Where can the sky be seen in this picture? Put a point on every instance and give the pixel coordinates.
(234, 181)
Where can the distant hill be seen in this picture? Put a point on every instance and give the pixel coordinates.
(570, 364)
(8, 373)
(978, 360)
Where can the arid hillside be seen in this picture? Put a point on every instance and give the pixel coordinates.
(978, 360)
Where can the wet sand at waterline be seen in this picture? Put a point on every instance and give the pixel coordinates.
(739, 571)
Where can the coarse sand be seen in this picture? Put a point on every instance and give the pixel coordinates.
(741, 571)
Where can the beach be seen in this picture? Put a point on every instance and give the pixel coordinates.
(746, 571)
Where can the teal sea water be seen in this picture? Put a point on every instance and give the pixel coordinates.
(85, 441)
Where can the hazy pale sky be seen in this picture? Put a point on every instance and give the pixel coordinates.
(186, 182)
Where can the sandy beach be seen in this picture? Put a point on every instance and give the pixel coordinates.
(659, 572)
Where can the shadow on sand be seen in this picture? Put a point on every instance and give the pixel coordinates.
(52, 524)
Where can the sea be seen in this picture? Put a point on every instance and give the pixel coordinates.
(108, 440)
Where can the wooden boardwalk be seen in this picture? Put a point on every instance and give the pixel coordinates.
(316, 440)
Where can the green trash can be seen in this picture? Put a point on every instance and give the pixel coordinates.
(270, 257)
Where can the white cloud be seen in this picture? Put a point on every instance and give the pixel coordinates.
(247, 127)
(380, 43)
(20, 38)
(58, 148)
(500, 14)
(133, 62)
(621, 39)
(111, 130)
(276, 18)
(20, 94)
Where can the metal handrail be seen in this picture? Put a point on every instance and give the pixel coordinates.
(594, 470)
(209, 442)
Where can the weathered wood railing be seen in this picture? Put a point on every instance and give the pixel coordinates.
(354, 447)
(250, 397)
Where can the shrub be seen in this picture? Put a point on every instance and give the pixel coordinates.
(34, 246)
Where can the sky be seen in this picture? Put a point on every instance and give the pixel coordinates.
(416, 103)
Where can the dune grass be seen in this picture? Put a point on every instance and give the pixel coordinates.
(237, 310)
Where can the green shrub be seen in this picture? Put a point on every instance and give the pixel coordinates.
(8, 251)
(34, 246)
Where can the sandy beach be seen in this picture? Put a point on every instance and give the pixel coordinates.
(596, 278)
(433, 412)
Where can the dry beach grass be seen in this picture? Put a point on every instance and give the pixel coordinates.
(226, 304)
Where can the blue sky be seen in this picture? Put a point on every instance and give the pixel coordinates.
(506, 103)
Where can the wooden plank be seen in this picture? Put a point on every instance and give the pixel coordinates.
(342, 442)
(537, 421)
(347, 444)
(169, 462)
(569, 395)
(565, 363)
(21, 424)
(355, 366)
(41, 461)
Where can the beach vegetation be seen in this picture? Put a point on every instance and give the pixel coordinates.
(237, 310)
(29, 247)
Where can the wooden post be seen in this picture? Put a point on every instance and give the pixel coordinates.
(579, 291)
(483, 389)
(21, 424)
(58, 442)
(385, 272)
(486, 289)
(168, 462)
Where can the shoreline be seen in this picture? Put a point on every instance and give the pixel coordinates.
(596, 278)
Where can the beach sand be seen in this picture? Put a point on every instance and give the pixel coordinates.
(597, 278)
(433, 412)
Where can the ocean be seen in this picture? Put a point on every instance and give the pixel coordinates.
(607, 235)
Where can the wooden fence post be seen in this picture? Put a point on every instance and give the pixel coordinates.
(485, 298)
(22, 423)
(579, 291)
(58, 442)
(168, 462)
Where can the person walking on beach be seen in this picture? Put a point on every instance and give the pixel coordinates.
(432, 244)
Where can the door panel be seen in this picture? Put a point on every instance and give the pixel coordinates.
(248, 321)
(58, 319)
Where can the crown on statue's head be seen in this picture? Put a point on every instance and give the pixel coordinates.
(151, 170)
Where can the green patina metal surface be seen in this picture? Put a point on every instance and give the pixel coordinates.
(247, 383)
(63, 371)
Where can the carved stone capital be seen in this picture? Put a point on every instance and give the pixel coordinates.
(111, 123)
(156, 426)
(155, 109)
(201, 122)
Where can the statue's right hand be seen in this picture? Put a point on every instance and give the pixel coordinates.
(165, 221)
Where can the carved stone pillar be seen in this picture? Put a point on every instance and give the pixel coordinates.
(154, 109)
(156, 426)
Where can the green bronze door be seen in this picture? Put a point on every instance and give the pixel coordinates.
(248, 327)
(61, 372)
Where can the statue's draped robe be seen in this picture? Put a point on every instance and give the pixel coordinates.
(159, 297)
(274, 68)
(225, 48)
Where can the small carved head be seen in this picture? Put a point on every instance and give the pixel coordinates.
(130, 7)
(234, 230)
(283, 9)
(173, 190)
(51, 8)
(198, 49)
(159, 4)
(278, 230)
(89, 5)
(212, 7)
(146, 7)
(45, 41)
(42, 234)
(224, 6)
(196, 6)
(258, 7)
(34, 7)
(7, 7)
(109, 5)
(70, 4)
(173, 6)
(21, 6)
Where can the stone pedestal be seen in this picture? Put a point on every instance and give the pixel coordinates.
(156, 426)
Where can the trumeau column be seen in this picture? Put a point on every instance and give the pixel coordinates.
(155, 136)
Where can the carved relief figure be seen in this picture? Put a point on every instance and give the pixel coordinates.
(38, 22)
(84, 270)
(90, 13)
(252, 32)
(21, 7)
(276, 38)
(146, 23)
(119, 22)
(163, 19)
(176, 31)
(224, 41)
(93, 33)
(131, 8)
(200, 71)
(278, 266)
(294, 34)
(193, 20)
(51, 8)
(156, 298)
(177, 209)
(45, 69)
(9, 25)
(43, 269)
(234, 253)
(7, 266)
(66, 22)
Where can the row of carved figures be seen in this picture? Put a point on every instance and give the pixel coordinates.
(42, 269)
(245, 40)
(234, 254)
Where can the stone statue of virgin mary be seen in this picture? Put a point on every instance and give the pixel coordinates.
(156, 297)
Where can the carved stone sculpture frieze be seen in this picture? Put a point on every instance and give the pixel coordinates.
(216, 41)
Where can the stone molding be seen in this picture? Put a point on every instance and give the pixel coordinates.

EXERCISE DIRECTIONS
What you return must match the records exactly, line for line.

WRITTEN SOLUTION
Where can the sky be seen in this picture? Put a point on every instance and give the pixel coordinates.
(234, 181)
Where can the distant hill be seen in this picture? Put a point on every instance and give the pixel coordinates.
(570, 364)
(8, 373)
(978, 360)
Where can the arid hillside be seen in this picture? Put a point on every instance and give the pixel coordinates.
(978, 360)
Where can the wet sand at waterline be seen in this picture? Put a point on every instance and give the pixel coordinates.
(739, 571)
Where can the coarse sand be seen in this picture? Put a point on every instance and give the pixel coordinates.
(741, 571)
Where can the beach be seen in this picture? Put a point on every instance and give the pixel coordinates.
(746, 571)
Where can the teal sea water be seen in this picture? Put a point on every instance and give the pixel coordinates.
(85, 441)
Where can the hazy pale sky be seen in this picture? Put a point on every instance and give the pixel coordinates.
(186, 182)
Where can the sandy beach be seen in this picture? Put a point on every instance and give the pixel coordinates.
(659, 572)
Where can the shadow on sand be seen in this picture? Put a point on every instance and give the pixel coordinates.
(52, 524)
Where can the sea be seen in this picture? Put a point on every instance and give the pixel coordinates.
(108, 440)
Where can the wooden boardwalk be seen in this picture? Put a point on every instance and give the pixel coordinates.
(316, 440)
Where can the green trash can be seen in this picture? Put a point on every instance and give the pixel coordinates.
(270, 257)
Where can the white cloud be seen in this picture? Put a point on every instance and give the pixel coordinates.
(247, 127)
(380, 43)
(20, 38)
(58, 148)
(500, 14)
(133, 62)
(621, 39)
(111, 130)
(276, 18)
(20, 94)
Where can the metal handrail be seen in this picture? Put a point on every instance and give the pixel coordinates.
(594, 470)
(209, 442)
Where can the weathered wood railing be seen in this picture? Put a point on every instance and give the pixel coordinates.
(354, 447)
(250, 397)
Where can the shrub be seen in this picture? Put a point on every instance and give the pixel coordinates.
(34, 246)
Where can the sky be seen in this picture? Put a point on every instance and give the pixel coordinates.
(416, 103)
Where can the dune grass be seen in this picture? Put a point on every instance and give the pixel coordinates.
(237, 310)
Where can the green shrub be seen in this picture? Put a point on every instance and give the pixel coordinates.
(8, 251)
(34, 246)
Where can the sandy beach be seen in this picture? Put a point on every instance and give the pixel coordinates.
(596, 278)
(433, 412)
Where can the dry beach grass be seen in this picture? Put a point on every instance and give the pixel coordinates.
(226, 304)
Where can the blue sky be seen in this picture? Put a point on every instance and give the pixel coordinates.
(506, 103)
Where can the wooden plank be seen in this picture? Put a point on every instance and give the pixel coordinates.
(342, 442)
(537, 421)
(347, 444)
(169, 462)
(569, 395)
(565, 363)
(21, 424)
(355, 366)
(41, 461)
Where can the beach vegetation be seen in this picture? Put a point on every instance and give the pixel coordinates.
(237, 310)
(29, 247)
Where can the wooden post be seen in this picture? Put a point on every instance and give the pixel coordinates.
(579, 291)
(483, 389)
(21, 424)
(58, 442)
(385, 272)
(486, 289)
(168, 462)
Where can the shoreline be seen in this picture? Put a point on every instance and give the pixel coordinates.
(596, 278)
Where can the beach sand be seen in this picture? Put a point on every instance and give the pixel coordinates.
(597, 278)
(433, 412)
Where can the ocean be seen in this picture? Put a point on every instance and give the pixel coordinates.
(607, 235)
Where can the wooden fence post be seen in this picture? Put a point on every instance and give the pixel coordinates.
(485, 298)
(22, 423)
(579, 291)
(58, 442)
(168, 462)
Where can the person walking on beach be seen in this picture? Put a point on every instance and give the pixel coordinates.
(432, 244)
Where can the door panel be seen in this picture? Put a point on every instance and give the pixel coordinates.
(248, 321)
(58, 319)
Where can the crown on statue's head be seen in this picture? Put a point on every instance and give the pixel coordinates.
(151, 170)
Where can the green patina metal surface be seen in this picture? Put a point on every instance and give the pixel coordinates.
(247, 383)
(63, 371)
Where can the carved stone capital be seen in this picture? Put a point on every instance and give the pixel coordinates.
(111, 123)
(156, 426)
(155, 109)
(201, 122)
Where can the statue's right hand be seen in this picture? Put a point on every instance and give the pixel coordinates.
(165, 221)
Where can the carved stone pillar be seen in this picture? Put a point on every instance and give the pixel coordinates.
(154, 109)
(156, 426)
Where can the green bronze door be seen in this picture? Put a point on every instance and give the pixel coordinates.
(248, 327)
(61, 372)
Where can the statue's draped robe be seen in this picture? Put a point on every instance and give the pixel coordinates.
(159, 297)
(274, 68)
(225, 48)
Where can the small carved head be seen in this picture? Put a point on every instance and give the pixel coordinates.
(130, 7)
(234, 230)
(283, 9)
(173, 190)
(51, 8)
(198, 49)
(159, 4)
(278, 230)
(89, 5)
(212, 7)
(146, 7)
(45, 41)
(42, 234)
(224, 6)
(196, 6)
(258, 7)
(34, 7)
(7, 7)
(109, 5)
(70, 4)
(173, 6)
(21, 6)
Where can the stone pedestal be seen in this picture? Put a point on every instance and give the pixel coordinates.
(156, 426)
Where can the trumeau column be seen in this picture? Put a point on every instance and give the pixel coordinates.
(155, 136)
Where can the carved relief figure be seen in this picture? Put a point on every instance and give the pixel coordinates.
(38, 22)
(84, 270)
(90, 13)
(252, 32)
(21, 7)
(276, 38)
(146, 23)
(119, 22)
(163, 19)
(176, 31)
(224, 41)
(93, 33)
(131, 8)
(200, 71)
(278, 266)
(294, 34)
(193, 20)
(51, 8)
(156, 298)
(177, 209)
(45, 69)
(9, 25)
(43, 269)
(234, 253)
(7, 266)
(66, 22)
Where can the row of carved figures be seen in this picture? Put a point on every instance and give the pixel coordinates.
(42, 269)
(245, 40)
(234, 254)
Where can the stone statue of virgin mary be seen in this picture? Put a point on every instance and give the pixel coordinates.
(156, 297)
Where can the carved stone sculpture frieze be seen in this picture? Put a point on every instance and give the pixel coordinates.
(216, 41)
Where can the stone molding be seen in this picture? Put a point on every instance and give the pixel coordinates.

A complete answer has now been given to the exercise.